[Start of section]
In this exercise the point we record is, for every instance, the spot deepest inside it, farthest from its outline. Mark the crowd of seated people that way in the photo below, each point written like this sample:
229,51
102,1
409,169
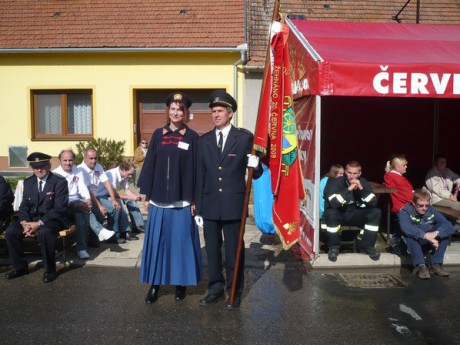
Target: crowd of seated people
49,201
349,200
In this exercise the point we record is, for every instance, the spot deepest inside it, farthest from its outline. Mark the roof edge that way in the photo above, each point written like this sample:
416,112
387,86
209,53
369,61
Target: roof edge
239,49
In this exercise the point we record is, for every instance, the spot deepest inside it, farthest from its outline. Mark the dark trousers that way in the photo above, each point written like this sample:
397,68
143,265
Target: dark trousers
47,235
417,247
354,216
212,230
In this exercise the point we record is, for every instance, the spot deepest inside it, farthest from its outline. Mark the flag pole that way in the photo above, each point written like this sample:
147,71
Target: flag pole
244,214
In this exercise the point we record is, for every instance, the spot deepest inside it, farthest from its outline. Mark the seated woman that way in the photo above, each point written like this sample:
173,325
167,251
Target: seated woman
395,169
440,182
336,170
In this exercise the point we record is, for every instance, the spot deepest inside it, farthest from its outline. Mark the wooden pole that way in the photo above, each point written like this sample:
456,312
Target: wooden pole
240,248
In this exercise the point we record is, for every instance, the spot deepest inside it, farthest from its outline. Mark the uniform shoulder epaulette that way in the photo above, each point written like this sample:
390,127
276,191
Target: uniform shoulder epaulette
244,130
31,176
57,175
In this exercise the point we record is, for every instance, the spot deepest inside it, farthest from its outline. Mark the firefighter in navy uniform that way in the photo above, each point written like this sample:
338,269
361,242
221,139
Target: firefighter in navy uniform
349,200
222,159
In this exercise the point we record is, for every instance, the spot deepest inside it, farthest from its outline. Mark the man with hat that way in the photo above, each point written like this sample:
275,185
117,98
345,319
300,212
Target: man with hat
41,214
222,157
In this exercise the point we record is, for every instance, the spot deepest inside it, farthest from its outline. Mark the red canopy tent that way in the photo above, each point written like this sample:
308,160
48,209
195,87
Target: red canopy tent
366,90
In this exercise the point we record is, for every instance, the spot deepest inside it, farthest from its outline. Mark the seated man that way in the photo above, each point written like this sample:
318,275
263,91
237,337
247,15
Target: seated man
80,204
349,200
425,228
41,214
119,177
440,182
95,176
6,203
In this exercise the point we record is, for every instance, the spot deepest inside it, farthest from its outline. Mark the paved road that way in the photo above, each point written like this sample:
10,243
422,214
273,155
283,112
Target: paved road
285,304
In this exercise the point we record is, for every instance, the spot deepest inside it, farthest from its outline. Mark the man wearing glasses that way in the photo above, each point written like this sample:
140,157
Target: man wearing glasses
425,229
139,157
349,200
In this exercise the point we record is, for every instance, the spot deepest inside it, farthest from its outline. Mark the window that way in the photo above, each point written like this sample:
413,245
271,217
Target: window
62,114
17,157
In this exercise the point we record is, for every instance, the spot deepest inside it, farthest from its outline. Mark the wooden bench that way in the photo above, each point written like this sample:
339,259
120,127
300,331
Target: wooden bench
449,213
63,235
346,228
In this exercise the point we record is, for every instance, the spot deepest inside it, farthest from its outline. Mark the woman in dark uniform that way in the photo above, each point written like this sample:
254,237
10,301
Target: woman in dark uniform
172,253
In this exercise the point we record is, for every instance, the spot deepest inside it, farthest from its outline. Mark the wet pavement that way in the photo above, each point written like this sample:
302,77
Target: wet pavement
292,305
286,301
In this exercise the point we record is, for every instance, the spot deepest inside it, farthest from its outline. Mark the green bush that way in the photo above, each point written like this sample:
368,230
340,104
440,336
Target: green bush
13,181
110,152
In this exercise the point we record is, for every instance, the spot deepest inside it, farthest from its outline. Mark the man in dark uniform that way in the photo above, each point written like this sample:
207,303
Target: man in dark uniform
349,200
41,214
6,203
222,157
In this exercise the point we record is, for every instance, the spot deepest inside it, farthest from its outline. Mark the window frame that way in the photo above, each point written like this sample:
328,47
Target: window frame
64,114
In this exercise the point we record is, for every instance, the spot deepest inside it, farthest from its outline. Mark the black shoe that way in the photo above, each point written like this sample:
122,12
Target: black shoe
373,253
236,304
17,273
94,244
211,298
333,254
49,277
121,240
130,237
180,292
152,295
138,230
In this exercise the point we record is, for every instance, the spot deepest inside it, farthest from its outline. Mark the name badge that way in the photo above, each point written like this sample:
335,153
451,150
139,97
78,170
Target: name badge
182,145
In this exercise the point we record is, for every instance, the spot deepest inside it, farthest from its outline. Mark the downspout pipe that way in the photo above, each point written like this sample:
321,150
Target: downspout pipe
243,59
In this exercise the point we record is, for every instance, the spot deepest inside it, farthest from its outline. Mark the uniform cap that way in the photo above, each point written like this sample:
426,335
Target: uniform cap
179,97
223,99
38,159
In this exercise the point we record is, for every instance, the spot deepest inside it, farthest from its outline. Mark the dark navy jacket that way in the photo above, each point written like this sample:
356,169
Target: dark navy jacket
221,184
338,196
51,204
6,198
415,225
168,173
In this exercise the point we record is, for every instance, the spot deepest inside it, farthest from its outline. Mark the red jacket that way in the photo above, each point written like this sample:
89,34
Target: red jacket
405,191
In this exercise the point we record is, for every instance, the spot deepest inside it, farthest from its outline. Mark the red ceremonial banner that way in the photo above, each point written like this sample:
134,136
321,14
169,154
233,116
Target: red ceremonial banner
276,136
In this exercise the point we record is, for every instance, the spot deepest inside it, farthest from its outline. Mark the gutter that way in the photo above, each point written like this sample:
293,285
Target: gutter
243,50
238,49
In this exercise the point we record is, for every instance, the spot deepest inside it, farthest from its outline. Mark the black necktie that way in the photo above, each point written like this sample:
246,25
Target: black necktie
221,142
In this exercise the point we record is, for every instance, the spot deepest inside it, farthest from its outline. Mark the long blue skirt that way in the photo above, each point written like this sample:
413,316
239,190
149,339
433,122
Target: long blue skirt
172,253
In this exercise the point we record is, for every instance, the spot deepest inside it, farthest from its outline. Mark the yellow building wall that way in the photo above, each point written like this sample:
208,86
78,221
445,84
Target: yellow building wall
112,77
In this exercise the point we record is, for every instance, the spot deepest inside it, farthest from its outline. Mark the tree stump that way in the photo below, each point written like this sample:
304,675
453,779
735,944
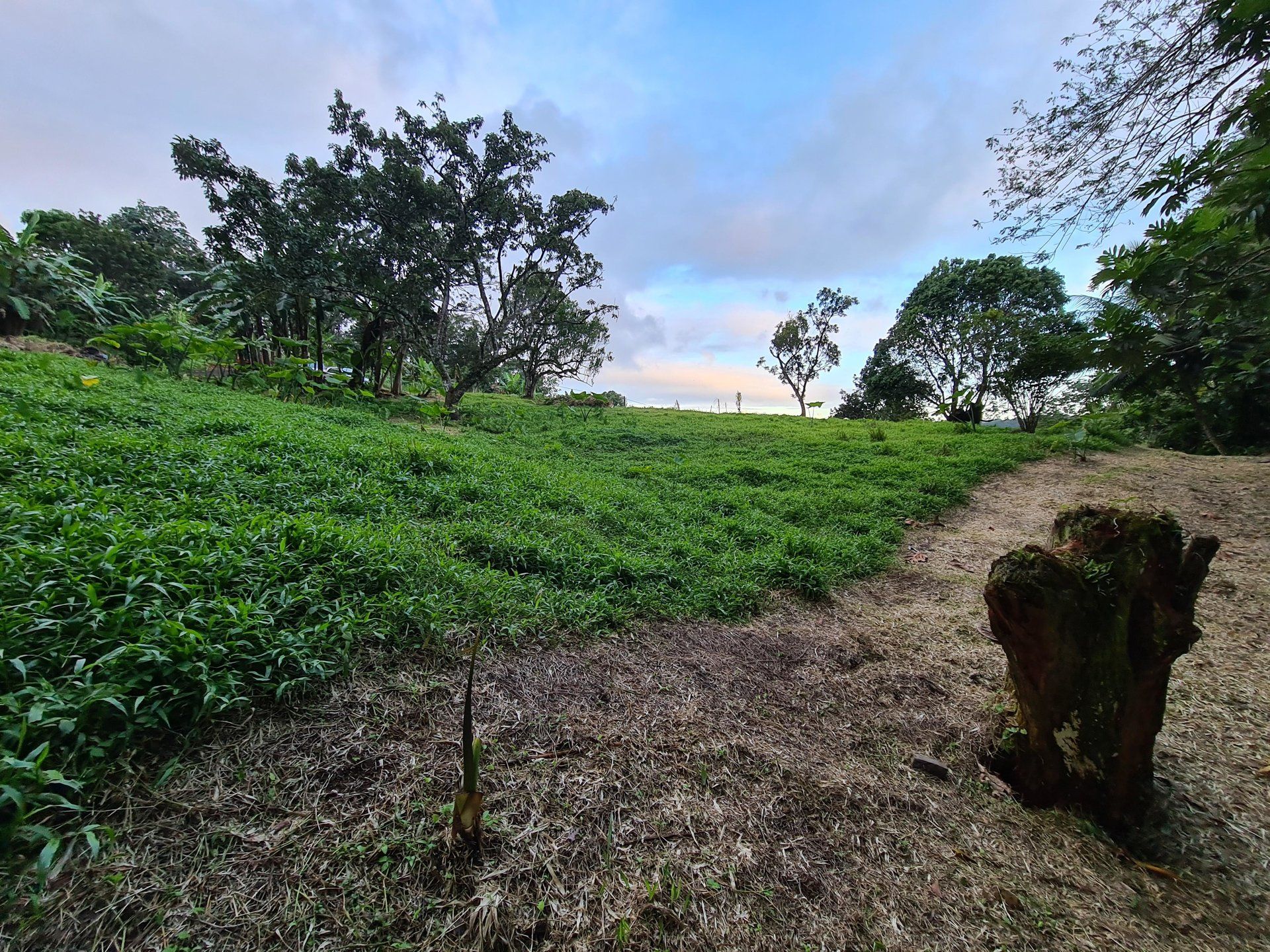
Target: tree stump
1091,627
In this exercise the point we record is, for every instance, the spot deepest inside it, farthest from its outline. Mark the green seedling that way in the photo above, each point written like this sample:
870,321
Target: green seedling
468,800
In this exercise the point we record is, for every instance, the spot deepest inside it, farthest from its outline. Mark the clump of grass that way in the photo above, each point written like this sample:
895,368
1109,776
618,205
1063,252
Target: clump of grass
172,550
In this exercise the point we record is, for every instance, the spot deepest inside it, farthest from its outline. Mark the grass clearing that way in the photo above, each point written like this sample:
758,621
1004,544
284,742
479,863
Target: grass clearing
173,550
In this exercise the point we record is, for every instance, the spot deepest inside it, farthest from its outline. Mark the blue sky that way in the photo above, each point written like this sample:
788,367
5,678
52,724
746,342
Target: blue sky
756,150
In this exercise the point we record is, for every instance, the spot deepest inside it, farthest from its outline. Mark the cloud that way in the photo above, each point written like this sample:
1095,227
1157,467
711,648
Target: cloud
753,157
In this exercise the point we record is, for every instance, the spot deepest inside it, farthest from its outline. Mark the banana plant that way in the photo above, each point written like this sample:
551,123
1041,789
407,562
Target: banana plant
468,800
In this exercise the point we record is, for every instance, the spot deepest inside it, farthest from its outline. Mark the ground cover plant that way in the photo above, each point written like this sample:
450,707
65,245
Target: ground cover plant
175,549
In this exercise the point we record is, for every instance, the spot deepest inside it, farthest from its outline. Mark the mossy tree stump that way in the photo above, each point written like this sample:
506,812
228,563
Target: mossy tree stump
1091,627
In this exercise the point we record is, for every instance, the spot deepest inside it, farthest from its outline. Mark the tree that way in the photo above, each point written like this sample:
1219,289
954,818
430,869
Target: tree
802,349
963,321
887,389
571,343
501,258
1154,80
51,294
1184,317
144,251
1039,366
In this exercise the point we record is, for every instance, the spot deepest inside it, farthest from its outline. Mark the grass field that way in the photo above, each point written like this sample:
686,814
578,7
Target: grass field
172,550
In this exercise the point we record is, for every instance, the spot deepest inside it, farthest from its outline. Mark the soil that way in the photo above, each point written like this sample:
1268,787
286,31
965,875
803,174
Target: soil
728,787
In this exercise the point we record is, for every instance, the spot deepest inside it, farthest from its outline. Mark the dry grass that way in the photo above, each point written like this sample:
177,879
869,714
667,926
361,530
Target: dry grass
704,786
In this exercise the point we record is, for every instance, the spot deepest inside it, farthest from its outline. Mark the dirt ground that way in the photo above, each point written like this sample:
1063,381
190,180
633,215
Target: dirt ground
716,787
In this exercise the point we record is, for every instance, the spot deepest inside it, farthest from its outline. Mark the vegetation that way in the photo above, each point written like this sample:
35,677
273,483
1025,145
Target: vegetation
887,389
419,244
48,292
1166,107
144,251
802,349
175,550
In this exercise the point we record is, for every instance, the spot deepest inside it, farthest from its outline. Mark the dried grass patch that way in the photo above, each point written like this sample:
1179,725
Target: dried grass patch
710,786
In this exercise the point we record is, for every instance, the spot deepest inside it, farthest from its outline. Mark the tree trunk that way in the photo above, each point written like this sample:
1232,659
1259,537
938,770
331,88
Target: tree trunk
[End of section]
## YOUR OBJECTIVE:
Say how many lines in the records hold "below", with the number as the whole reply.

## EXPECTED ANSWER:
2